What to do:
Present the following entries again, word for word and in full.

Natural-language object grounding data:

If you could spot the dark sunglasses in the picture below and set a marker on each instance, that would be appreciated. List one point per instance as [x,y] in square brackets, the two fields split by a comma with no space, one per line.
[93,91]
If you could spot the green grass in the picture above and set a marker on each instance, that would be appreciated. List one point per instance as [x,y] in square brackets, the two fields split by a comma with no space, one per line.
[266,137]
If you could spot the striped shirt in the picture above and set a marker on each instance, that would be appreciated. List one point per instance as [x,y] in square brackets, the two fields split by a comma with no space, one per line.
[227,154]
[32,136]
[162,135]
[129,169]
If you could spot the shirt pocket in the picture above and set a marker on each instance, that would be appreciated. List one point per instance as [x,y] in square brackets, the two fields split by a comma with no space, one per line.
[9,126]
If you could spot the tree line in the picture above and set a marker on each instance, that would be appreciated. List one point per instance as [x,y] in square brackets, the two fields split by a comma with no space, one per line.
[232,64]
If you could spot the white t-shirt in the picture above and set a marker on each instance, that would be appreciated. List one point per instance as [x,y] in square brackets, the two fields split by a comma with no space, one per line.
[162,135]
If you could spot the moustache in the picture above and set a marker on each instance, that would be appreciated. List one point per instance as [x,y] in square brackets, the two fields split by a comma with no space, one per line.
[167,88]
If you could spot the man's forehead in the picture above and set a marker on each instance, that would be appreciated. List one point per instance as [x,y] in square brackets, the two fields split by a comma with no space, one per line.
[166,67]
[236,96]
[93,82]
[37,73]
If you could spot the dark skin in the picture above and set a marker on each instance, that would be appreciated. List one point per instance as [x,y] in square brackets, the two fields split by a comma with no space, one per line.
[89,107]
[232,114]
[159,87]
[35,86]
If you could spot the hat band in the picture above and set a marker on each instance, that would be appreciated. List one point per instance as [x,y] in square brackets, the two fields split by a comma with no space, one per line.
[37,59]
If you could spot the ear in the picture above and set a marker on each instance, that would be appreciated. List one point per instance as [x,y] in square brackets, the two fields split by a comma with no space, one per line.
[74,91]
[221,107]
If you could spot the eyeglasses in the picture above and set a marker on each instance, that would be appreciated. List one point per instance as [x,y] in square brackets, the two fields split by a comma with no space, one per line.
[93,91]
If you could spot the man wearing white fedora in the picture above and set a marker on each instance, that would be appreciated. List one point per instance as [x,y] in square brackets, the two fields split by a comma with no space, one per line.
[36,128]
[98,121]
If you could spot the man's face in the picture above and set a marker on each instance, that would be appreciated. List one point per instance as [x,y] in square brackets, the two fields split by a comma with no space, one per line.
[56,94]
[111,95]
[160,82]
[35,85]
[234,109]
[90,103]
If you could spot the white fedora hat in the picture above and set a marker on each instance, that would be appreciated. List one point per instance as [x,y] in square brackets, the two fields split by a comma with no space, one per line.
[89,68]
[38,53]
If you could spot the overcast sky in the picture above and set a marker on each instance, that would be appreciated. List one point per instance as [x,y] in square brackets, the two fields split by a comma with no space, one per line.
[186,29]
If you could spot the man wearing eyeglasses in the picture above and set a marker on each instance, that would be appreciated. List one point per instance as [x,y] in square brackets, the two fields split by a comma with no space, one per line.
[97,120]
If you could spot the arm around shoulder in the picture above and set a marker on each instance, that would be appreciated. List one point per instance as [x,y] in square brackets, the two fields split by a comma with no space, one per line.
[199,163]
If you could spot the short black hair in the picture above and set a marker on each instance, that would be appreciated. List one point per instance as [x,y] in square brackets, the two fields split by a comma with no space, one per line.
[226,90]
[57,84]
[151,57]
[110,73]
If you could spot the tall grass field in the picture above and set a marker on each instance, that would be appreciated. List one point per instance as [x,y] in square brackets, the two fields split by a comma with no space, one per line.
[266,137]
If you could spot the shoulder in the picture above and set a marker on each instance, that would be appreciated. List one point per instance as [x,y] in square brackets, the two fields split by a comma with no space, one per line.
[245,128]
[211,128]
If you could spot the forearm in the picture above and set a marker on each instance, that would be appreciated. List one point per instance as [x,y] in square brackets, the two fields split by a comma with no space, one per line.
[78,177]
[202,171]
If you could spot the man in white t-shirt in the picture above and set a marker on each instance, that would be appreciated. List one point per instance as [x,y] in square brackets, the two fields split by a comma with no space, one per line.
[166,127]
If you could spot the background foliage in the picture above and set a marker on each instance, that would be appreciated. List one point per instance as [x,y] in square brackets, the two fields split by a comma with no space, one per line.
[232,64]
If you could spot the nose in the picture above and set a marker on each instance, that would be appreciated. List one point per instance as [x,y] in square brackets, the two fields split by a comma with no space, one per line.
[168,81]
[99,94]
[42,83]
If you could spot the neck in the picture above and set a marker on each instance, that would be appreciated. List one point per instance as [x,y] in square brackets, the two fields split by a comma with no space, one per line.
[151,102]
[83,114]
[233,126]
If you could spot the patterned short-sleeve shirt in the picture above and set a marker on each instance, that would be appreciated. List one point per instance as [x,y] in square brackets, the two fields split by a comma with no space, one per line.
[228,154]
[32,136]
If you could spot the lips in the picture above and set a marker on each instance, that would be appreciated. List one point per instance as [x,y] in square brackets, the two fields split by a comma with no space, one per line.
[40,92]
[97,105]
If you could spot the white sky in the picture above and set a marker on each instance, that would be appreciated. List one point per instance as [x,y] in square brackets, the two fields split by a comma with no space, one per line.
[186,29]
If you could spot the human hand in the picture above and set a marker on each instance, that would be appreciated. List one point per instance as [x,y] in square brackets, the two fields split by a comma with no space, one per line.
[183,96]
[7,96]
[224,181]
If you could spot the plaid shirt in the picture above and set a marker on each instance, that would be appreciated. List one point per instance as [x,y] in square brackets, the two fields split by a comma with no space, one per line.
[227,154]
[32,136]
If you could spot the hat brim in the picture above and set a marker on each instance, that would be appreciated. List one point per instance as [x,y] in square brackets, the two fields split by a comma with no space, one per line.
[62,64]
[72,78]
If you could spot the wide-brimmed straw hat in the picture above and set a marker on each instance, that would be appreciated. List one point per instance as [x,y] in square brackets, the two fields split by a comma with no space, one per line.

Exercise answer:
If you could spot the dark sunglasses in the picture below and set a marker on each instance, that would be appreciated. List one point per instance as [x,y] in square brackets, the two fields split by a comma with no space, one per line.
[93,91]
If you could spot the green grass in the picture above and set a marker on each instance, that would be appreciated. List one point per instance as [x,y] in square brackets, the two fields split by a comma with no space, one per line.
[266,137]
If you could spot the striped shirt in the picture above and set a marker on each instance, that would be appreciated. List one point per instance as [x,y] in square brackets, the two fields split by a comma with no space, one per line.
[227,154]
[32,136]
[162,135]
[129,169]
If you could spot the shirt pocket in the picture above and set a marker on each instance, that would be appreciated. List one point per instance as [x,y] in square brackets, the two fields split by a comma with no space, one per line.
[9,126]
If you could spot the tree line in the picture above and set a marker on each instance, that would be appreciated. List one point per instance as [x,y] in square brackets, the two fields split by a comma with no space, one per line.
[232,64]
If you could spot the white t-shirt in the picture above and set a marker on each instance, that would be appreciated. List one point per instance as [x,y] in square brackets, the two fields split by a comma with no space, one per line.
[162,135]
If you could spot the moustache in the picture above and set a marker on each instance, that would be appreciated. List one point per instance as [x,y] in square brackets, the two fields split by a comma with no space, one per line.
[167,88]
If you could spot the man's forehead in the picture above and set a marker on each instance, that would be appreciated. List one point per instance as [x,y] in square brackets, the two fields split by a comma with no space, one per line.
[166,67]
[236,96]
[93,82]
[37,73]
If you could spot the dark skin in the picture above and set a marker on each instance, that would be appreciated. List one point per instance as [x,y] in square brackets, the two fields split by a comma with no space, one per line.
[89,107]
[232,114]
[159,87]
[35,86]
If you could spot the hat band in the picture above and set a marker on each instance, that would be appreciated. List one point per instance as [x,y] in square brackets, the two fields split by a comma with no space, one per line.
[37,59]
If you could spot the ear in the picture above and set a marker on each instance, that would be appreciated. List one point per instance as [x,y] in square brackets, the two fields split by a comma with no space, one per line.
[74,91]
[221,107]
If you could spot the eyeglasses in the picture above and set a marker on each instance, that would be appreciated. List one point per instance as [x,y] in square brackets, the two fields split by a comma with no space, one per line.
[93,91]
If you could spot the man wearing white fedora in the picture above and set a marker on each instance, that would be appreciated. List one point per instance as [x,y] in square brackets, the two fields split by a comma with no space, one per line.
[36,128]
[98,121]
If you could spot the man's face in the picture above and set a marker on each instance, that would be appreciated. List one point per instance as [x,y] in square brackets, the two fields split by a comma with no space, one per line.
[56,94]
[111,95]
[160,82]
[35,85]
[234,109]
[90,103]
If you could spot the white fedora hat in the picture above and set a marker on each instance, that would be appreciated. List one point per instance as [x,y] in square brackets, the two fields split by a comma with no space, one per line.
[89,68]
[38,53]
If you could spot the overcast sky in the picture above and set a marker on each instance, that would be appreciated. List one point per instance as [x,y] in square brackets, the two fields split by a comma with no space, one per line.
[186,29]
If you could spot the man wearing eyeglasses in the picture above and set a marker on each instance, that would be appreciated. List one point per instance as [x,y] in square brackets, the two fields split by a comma with no space, one per line.
[97,120]
If you could spot the arm around shoulder in the picture above and set a marker on each instance, that would be appreciated. List one point per instance as [x,y] in square brackets, the two fields split by a comma with no space, one per line.
[199,163]
If you could spot the short black hair in the picture above and set a marker on each instance, that would be appreciated. List one point per instance as [x,y] in square brackets, the two fields split by a comma with no space, one per line.
[226,90]
[57,84]
[151,57]
[110,73]
If you could spot the tall grass field in the picture above and set a marker on each instance, that would be appreciated. List one point per instance as [x,y] in square brackets, the two fields split by a comma with no space, one per line.
[266,137]
If you could spot the shoulder in the picture above and set a marker on each instance, that would be appreciated. List one point per instance as [x,y] in square brackets, the two fields split by a comma with no space, one per line.
[245,128]
[211,128]
If you could spot the forearm in the picture above and set a marker on each instance, that would be appreciated. List one point per instance as [x,y] in square brackets, the two fields split by a comma with no space, one per line.
[78,177]
[202,171]
If you could spot the man in white t-shirt in the picture above and set a marker on each instance, that would be appreciated. List one point per instance as [x,y] in square brackets, the two fields split by a comma with no space, one per line.
[166,127]
If you could spot the background foliage in the picture above and set a marker on each instance, that would be appreciated. List one point per instance as [x,y] in square brackets, the two fields split by a comma with no space, one per line.
[232,64]
If you could spot the nose in the picture above and set a marker on each instance, that would be appreciated. List one point per instance as [x,y] in square brackets, the two fields split by a comma with no space, one per line.
[168,81]
[99,94]
[42,83]
If you could spot the neck in the picture above and set a marker on each instance, that would be appreciated. List one point per instance as [x,y] in square brackets, the two fields split by a comma with no space, one per line.
[151,102]
[83,114]
[233,126]
If you could spot the patterned short-sleeve shirt in the picture above and set a marker on each instance, that would be appreciated. List one point per instance as [x,y] in square brackets, the two fields split by a comma with no space, one per line.
[228,154]
[32,136]
If you could spot the lips in the picture above and set a marker on each instance, that would be appreciated. List one point per instance as [x,y] in square brackets, the two fields split by a comma with no space, one per line.
[40,92]
[97,105]
If you could spot the white sky in the picture above and set a marker on each instance, that would be appreciated. List one point per instance as [x,y] in square brackets, the two fields split by a comma with no space, one per line.
[186,29]
If you could spot the human hand in the picture above and set a marker on each instance, that would be appreciated. List one point per instance as [x,y] in square brackets, the two fields split by a comma with no space, one per line.
[183,96]
[7,96]
[224,181]
If you could spot the plaid shirt in the picture above and set a marker on each instance, that would be appreciated. List one point per instance as [x,y] in square brackets, the two fields split by a comma with no space, one per line.
[227,154]
[32,136]
If you could spot the hat brim in the picture above and set a marker on each instance, that would be appreciated. List one point per instance as [x,y] in square brackets, the two fields split by a comma with no space, one per line.
[62,64]
[72,78]
If you could spot the wide-brimmed straw hat in the picture above and set a marker on each instance, that would be appreciated. List one point per instance as [x,y] in square brackets, the two fields split by a comma with no space, one per line.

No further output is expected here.